**What needs to be done:**
Rewrite all of the data below in full. Increase every number in the answer SVG markup by 139, covering both the viewBox values and the path coordinates, but leave every other line unchanged and omit the pictures.

**Provided records:**
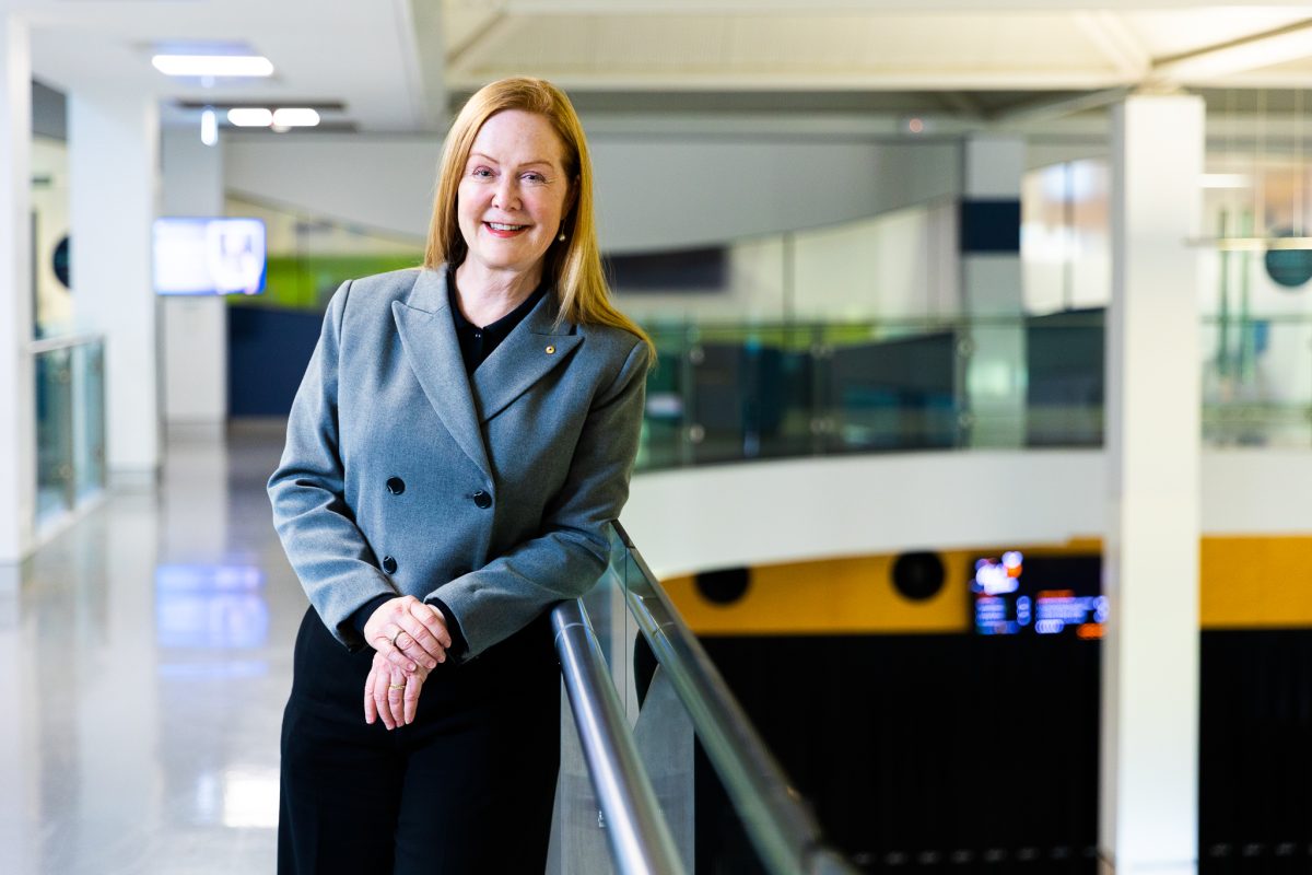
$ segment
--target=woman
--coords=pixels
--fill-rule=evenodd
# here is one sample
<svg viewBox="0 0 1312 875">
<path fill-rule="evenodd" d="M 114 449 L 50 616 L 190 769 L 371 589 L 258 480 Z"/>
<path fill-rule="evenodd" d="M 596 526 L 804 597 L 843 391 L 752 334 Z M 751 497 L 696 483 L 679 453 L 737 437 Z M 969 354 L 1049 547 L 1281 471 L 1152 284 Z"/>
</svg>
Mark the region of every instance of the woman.
<svg viewBox="0 0 1312 875">
<path fill-rule="evenodd" d="M 568 98 L 483 88 L 446 139 L 424 268 L 337 290 L 269 480 L 311 602 L 279 872 L 543 871 L 547 610 L 606 565 L 649 361 L 607 299 Z"/>
</svg>

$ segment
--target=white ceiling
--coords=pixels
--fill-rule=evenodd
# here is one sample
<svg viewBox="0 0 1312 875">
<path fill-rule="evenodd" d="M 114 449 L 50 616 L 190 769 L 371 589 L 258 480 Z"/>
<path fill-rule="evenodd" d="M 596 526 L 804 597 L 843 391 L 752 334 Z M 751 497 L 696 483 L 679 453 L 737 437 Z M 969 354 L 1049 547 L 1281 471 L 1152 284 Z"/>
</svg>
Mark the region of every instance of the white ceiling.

**Written solution:**
$ segment
--target=woman
--coords=pixels
--fill-rule=evenodd
# here is one sample
<svg viewBox="0 0 1312 875">
<path fill-rule="evenodd" d="M 114 449 L 50 616 L 190 769 L 371 589 L 258 480 Z"/>
<path fill-rule="evenodd" d="M 596 526 L 804 597 L 843 391 L 752 334 Z M 751 497 L 696 483 L 679 453 L 737 437 Z M 969 354 L 1049 547 L 1281 471 L 1152 284 Z"/>
</svg>
Mark the region of every instance of the woman.
<svg viewBox="139 139 1451 1014">
<path fill-rule="evenodd" d="M 707 237 L 622 227 L 585 278 L 563 407 L 476 429 L 408 619 L 450 741 L 418 1011 L 682 1010 L 686 749 L 745 704 L 788 500 L 746 438 Z"/>
</svg>

$ segment
--target=white ceiling
--coords=pixels
--fill-rule=evenodd
# here is one sample
<svg viewBox="0 0 1312 875">
<path fill-rule="evenodd" d="M 114 449 L 50 616 L 190 769 L 371 589 L 258 480 Z"/>
<path fill-rule="evenodd" d="M 596 526 L 804 597 L 843 391 L 752 334 Z M 751 497 L 696 483 L 679 453 L 737 437 Z M 969 354 L 1049 547 L 1281 471 L 1152 284 Z"/>
</svg>
Mark the region of every instance of the white ceiling.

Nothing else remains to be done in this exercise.